__Required action__
Provide the number of lines in the entries below containing "white", with no further words.

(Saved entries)
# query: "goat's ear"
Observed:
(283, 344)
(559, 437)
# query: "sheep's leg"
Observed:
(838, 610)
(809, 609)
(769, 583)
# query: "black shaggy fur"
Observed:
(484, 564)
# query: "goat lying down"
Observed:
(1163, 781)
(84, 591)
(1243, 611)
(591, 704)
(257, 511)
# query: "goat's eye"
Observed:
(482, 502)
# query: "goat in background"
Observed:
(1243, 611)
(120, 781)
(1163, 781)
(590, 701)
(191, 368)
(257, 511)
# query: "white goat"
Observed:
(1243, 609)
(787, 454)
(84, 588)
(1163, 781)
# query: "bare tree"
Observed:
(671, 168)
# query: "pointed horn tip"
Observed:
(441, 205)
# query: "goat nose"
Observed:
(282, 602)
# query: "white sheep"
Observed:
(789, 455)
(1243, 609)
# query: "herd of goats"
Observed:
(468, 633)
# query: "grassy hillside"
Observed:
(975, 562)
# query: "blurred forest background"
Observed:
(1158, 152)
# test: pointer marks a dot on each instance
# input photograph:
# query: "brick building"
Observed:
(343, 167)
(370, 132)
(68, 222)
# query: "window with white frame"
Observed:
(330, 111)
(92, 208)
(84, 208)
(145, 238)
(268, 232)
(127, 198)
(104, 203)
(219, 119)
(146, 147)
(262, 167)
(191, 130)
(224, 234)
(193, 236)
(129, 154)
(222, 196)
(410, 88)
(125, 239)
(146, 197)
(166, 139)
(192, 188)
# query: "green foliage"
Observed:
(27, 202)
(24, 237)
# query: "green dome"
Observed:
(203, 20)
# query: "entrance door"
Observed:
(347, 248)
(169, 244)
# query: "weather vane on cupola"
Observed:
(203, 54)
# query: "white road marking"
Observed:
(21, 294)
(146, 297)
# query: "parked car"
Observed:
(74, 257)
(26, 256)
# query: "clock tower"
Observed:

__Solution below__
4